* [DIRECTION A]:
Move every line of the listing below into your reply, requests included, and add -36 to each coordinate in its answers.

* [EXTRACTED TEXT]:
☆ ☆ ☆ ☆ ☆

For many Egyptians, Mubarak became the symbol of all that was wrong with their country. His nearly three-decade rule is recalled as a time of political repression, widespread corruption and economic stagnation for everyone but an elite few.

Many Egyptians who took to the streets in early 2011 seeking his ouster weren’t even born when the former military pilot first became president.

“My grandmother is exactly the same age as Hosni Mubarak, and I always think of her running the country, of her meeting my needs and my demands,” said 28-year-old Nazly Hussein. “It’s impossible. He was really out of touch with people’s demands, people’s aspirations. He did not meet any of them.”

The disconnect between the Egyptian people and their longest-serving leader since the 19th century grew over time. Yet as lengthy as his tenure was, Mubarak’s legacy is uninspiring compared with that of his predecessor, Anwar Sadat, who plucked him from the ranks of the Egyptian air force and made him vice president.

Sadat stunned the Arab world by signing a historic peace accord with Israel. But such boldness only reinforced Mubarak’s caution, especially after Sadat was assassinated on Oct. 6, 1981. After stun grenades had been tossed at the platform where Sadat stood, soldiers from the top of the truck opened fire. Islamist assassins, enraged by Sadat’s recognition of the Jewish state, shot the president before Mubarak’s eyes as the men watched a military parade.

The attack, which also wounded Mubarak, helped shape his agenda as the new president. He made security an absolute priority, arresting and imprisoning Islamists and their supporters across the country.

After Initial Support, Discontent Grows

Analyst Dia Rashwan says people forget that many Egyptians were happy when Mubarak took office. They supported his tough stance on Islamists, who in the 1990s launched a campaign of attacks on government officials and foreign tourists.

“When Hosni Mubarak came, he came under very difficult conditions,” Rashwan says. “A president was assassinated, and he succeeded to have his legitimacy from mainly the Egyptian establishment — from the Egyptian army, and also from his first measures.”

Mubarak released some of the more secular prisoners arrested by Sadat. He transformed Egypt into a market economy, opening up the country to badly needed loans and foreign investors. The new president also spoke of political reform, promising to serve only two six-year terms.

But Mubarak broke that promise when he ran for a third term in 1993. Six years later, he ran for a fourth term. Arbitrary arrests and other civil rights abuses were rampant as he continued his crackdown against the Islamists. Eventually, U.S. administrations began to pressure the Egyptian leader, finding that his support of Israel and stance against terrorism did not mitigate his human-rights abuses at home.

In 2005, Mubarak declared that Egypt’s constitution would be amended to allow for the country’s first multicandidate presidential election. But that only stirred up more Egyptian protests. Participants campaigned explicitly against Mubarak for the first time, shouting, “kifaya,” the Arabic word for “enough.”

The Fifth Term In Office

Nevertheless, Mubarak, at age 77, ran for a fifth term with a slick and expensive political campaign organized by his powerful younger son, Gamal.

☆ ☆ ☆ ☆ ☆

* [EXTRACTED INFORMATION]:
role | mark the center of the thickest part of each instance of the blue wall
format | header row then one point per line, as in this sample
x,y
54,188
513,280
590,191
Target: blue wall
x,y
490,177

☆ ☆ ☆ ☆ ☆

* [DIRECTION B]:
Carry the text on Mubarak's rule further, starting right after its last sentence.

* [RESULT A]:
role | mark the center of the thickest part of each instance of the blue wall
format | header row then one point per line, as in this sample
x,y
54,188
513,280
590,191
Target: blue wall
x,y
454,141

* [RESULT B]:
“I would never, ever let Egypt down, and for their sake I announce that I am determined to be nominating myself in the coming presidential elections,” the elder Mubarak said, speaking through a translator.

Despite earlier promises of more openness, observers say the 2005 election was marred by widespread fraud and intimidation. Not surprisingly, Mubarak cruised to an easy victory and pledged economic and social reforms. Yet analyst Mohammed Said says by this point, Egyptians didn’t expect any follow-through.

“We have rampant corruption; we have a society that is totally alienated,” he says. “The infrastructure, the institutional infrastructure of the country is totally fake and imposed from above.

“So I would say that, well, unfortunately he was never really a philosophe, but he was not even really the kind of wise man he could have been if he had continued the way he started his first tenure in office.”

Corruption raged during Mubarak’s later years in office. His allies in government and business became wealthy through graft and shady deals. Many lower-ranking civil servants demanded bribes from Egyptians seeking services.

Tension Mounts, Erupts Into Protests

In their desperation, more Egyptians began listening to the arguments of the Muslim Brotherhood, which was emphasizing its anti-corruption platform. Joblessness was also a growing problem. The most popular jobs for young Egyptian men who didn’t emigrate were with the security forces, which operated with impunity.

In a 2008 documentary aired by the Al-Jazeera network, analyst Osama Harb noted that in a country of 70 million people, there was a policeman for roughly every 40 Egyptians.

“[There are] 850,000 officers and soldiers, 450,000 state security forces, 400,000 secret police,” he said. “This is a president who is relying on an internal army in addition to the army itself.”

Weeks after the revolution in nearby Tunisia in January 2011, Egyptians took their frustrations to the streets and confronted the security forces. Nearly 900 protesters were killed before the police fled their posts. The dreaded state security force that was pivotal in Mubarak’s campaign to quash his enemies was ultimately disbanded.

Mubarak tried offering concessions. He appointed intelligence chief Omar Suleiman as his first-ever vice president. He also promised not to stand for re-election or to promote Gamal for the office.

But the protesters wouldn’t relent. They wanted Mubarak gone, and under pressure from them and the military from which he came, he resigned on Feb. 11, 2011.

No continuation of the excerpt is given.